'''

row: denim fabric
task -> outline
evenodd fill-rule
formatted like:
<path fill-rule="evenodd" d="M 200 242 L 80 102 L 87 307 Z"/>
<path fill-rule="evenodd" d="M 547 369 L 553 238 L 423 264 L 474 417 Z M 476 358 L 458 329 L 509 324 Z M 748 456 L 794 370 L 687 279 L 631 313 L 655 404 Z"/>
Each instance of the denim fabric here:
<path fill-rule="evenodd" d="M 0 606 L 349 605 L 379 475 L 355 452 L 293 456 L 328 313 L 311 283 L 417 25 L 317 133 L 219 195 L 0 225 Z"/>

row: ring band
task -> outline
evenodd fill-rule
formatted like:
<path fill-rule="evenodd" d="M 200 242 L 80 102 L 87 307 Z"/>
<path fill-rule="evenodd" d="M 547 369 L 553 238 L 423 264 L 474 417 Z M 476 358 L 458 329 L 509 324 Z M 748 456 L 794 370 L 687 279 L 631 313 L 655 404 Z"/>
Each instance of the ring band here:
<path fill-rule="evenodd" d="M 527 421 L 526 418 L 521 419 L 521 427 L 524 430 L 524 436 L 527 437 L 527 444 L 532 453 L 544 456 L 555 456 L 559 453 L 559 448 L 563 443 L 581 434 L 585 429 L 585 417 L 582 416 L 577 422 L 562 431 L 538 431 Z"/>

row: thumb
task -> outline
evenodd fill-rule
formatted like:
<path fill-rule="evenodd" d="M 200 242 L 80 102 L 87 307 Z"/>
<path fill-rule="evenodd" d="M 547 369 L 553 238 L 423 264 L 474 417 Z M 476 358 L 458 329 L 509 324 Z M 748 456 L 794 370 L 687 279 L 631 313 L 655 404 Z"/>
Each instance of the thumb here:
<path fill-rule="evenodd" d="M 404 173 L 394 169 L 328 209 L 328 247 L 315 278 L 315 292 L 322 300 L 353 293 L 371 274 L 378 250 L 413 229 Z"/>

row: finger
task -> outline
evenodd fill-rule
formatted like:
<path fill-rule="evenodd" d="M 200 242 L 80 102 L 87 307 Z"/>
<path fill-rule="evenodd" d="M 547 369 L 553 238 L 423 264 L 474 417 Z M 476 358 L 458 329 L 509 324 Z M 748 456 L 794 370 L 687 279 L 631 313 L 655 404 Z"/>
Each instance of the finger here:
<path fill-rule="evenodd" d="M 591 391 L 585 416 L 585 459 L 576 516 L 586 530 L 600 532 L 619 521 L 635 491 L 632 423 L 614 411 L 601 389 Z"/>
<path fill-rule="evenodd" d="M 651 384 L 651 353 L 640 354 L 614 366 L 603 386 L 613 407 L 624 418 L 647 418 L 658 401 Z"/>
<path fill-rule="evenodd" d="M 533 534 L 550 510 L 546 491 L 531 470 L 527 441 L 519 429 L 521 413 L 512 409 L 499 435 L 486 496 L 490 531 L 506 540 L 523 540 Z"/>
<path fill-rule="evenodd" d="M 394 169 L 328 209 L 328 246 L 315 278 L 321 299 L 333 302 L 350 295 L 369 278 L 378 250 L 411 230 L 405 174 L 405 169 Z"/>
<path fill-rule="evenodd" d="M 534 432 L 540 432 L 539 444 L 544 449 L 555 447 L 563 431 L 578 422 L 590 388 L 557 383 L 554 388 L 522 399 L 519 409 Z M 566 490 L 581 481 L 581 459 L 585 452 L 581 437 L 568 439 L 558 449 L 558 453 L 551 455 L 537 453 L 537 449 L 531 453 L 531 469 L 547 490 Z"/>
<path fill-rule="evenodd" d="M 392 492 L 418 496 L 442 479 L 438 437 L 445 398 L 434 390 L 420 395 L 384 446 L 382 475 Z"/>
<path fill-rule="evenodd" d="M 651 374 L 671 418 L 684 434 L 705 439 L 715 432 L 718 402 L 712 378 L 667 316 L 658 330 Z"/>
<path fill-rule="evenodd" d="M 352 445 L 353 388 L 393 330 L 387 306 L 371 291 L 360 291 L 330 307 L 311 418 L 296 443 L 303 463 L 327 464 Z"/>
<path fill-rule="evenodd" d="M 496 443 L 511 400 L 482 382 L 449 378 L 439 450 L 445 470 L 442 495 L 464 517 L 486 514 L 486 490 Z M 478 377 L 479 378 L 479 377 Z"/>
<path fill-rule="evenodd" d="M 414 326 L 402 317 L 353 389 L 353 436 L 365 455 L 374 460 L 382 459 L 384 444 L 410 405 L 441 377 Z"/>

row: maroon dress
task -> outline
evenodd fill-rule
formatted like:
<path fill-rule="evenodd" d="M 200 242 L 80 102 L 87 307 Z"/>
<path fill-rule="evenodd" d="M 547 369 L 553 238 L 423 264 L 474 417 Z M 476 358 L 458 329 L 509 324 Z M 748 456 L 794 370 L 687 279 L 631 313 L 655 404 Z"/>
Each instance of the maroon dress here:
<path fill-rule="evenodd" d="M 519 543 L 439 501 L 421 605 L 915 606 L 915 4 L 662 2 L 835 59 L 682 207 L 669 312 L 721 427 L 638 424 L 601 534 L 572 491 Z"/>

'''

EXERCISE - Rewrite the data from the line with "row: maroon dress" through the end, replacing "maroon dress" with "dark red dress" and changing nothing else.

SOLVED EXERCISE -
row: dark red dress
task -> outline
evenodd fill-rule
formatted like:
<path fill-rule="evenodd" d="M 200 242 L 80 102 L 87 307 Z"/>
<path fill-rule="evenodd" d="M 547 369 L 553 238 L 423 264 L 474 417 Z M 476 358 L 458 329 L 509 324 Z M 748 456 L 794 370 L 687 279 L 631 313 L 655 404 Z"/>
Each instance of the dark red dress here:
<path fill-rule="evenodd" d="M 519 543 L 439 501 L 421 605 L 915 606 L 915 4 L 662 2 L 835 59 L 682 207 L 669 312 L 721 427 L 638 424 L 601 534 L 572 491 Z"/>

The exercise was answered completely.